=== Extracted text ===
One of the better Enterprise episodes so far. Even though I'm still not a fan of the doctor. Compared to EMH from Voyager or Bashir from DS9, this doctor is quite boring and also very annoying. The strange grin, the way he emphasizes his words and especially those ugly shirts. Couldn't they give him a proper uniform? However, there is a ray of hope: While the other doctors simply ran blinking tech gadgets 10 cm over the skin and healed both flesh wounds and complete broken bones, this doctor at least applies ointments or the like and carries out actual treatments on the body.
First of all, to the criticism of many commentators: NO, this is not about genocide and the crew of the Enterprise is certainly not committing genocide! Genocide is the deliberate killing of large numbers of people of a particular nation or ethnic group. Intentionally, actively and with the aim of extinguishing these people. What the crew is doing here is simply not interfering with a normal biological process of development or degeneration of a species. Enterprise, Starfleet and later the United Federation of Planets are not the Salvation Army of the Galaxy. Their goal is not and never has been to help every species from the outside and, so to speak, to shape them and pave the way for them.

=== Extracted information ===

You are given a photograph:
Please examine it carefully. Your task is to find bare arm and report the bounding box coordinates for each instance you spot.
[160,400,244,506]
==
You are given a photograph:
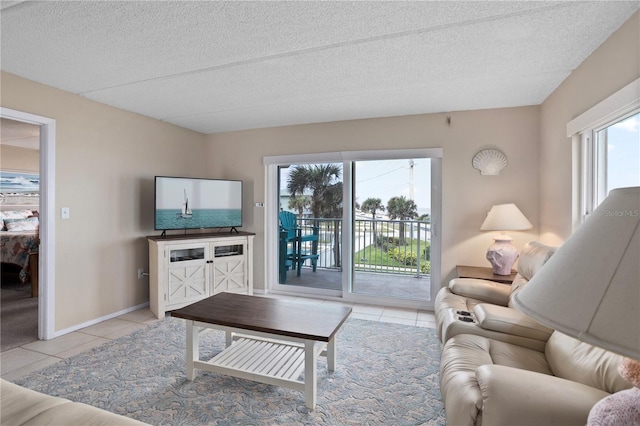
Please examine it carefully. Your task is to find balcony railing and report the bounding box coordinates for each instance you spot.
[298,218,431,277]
--
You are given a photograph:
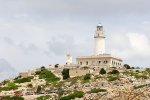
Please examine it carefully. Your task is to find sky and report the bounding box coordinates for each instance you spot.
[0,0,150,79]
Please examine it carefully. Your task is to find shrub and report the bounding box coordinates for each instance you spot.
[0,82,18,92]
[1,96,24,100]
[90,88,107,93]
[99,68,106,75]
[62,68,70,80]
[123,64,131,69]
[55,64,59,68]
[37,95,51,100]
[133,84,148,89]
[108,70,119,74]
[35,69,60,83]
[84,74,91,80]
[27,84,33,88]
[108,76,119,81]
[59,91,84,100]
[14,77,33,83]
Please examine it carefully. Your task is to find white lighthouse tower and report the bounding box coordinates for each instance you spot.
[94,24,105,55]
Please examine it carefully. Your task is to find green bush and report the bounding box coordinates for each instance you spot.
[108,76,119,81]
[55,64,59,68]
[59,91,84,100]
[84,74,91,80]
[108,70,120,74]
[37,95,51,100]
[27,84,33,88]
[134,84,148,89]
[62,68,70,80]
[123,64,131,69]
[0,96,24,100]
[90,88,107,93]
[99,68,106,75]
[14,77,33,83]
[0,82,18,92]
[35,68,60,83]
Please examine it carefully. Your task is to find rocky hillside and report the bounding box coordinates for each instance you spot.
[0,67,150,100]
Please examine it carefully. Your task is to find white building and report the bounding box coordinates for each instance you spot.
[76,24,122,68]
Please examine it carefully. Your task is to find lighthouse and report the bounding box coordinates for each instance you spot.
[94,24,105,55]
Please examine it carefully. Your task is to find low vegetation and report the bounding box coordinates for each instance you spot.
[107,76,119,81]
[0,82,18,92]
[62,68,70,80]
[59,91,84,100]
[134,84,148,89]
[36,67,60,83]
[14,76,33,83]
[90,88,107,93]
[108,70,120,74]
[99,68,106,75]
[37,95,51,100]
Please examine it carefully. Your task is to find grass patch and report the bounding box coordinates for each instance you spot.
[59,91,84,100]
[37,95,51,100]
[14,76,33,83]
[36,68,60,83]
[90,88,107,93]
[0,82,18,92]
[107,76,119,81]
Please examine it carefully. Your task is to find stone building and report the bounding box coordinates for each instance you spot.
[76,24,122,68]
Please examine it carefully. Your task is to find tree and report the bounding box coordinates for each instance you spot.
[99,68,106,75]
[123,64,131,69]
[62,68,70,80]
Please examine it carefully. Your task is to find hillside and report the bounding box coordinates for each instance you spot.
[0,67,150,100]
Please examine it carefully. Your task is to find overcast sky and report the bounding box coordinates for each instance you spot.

=== Problems to work on ===
- a) From the episode review, extract everything from "First of all, to" down to "way for them.".
- b) Decide whether each statement agrees with the episode review, giving yes or no and the deciding words quoted from it: (i) The writer finds the doctor more interesting than the EMH from Voyager. (ii) The doctor applies ointments and carries out actual treatments on the body. (iii) The writer holds that the crew of the Enterprise commits genocide.
The items can be set aside; none of what follows depends on them.

=== Results of the tasks ===
- a)
First of all, to the criticism of many commentators: NO, this is not about genocide and the crew of the Enterprise is certainly not committing genocide! Genocide is the deliberate killing of large numbers of people of a particular nation or ethnic group. Intentionally, actively and with the aim of extinguishing these people. What the crew is doing here is simply not interfering with a normal biological process of development or degeneration of a species. Enterprise, Starfleet and later the United Federation of Planets are not the Salvation Army of the Galaxy. Their goal is not and never has been to help every species from the outside and, so to speak, to shape them and pave the way for them.

- b)
(i) No: "Compared to EMH from Voyager or Bashir from DS9, this doctor is quite boring and also very annoying."
(ii) Yes: "this doctor at least applies ointments or the like and carries out actual treatments on the body."
(iii) No: "NO, this is not about genocide and the crew of the Enterprise is certainly not committing genocide!"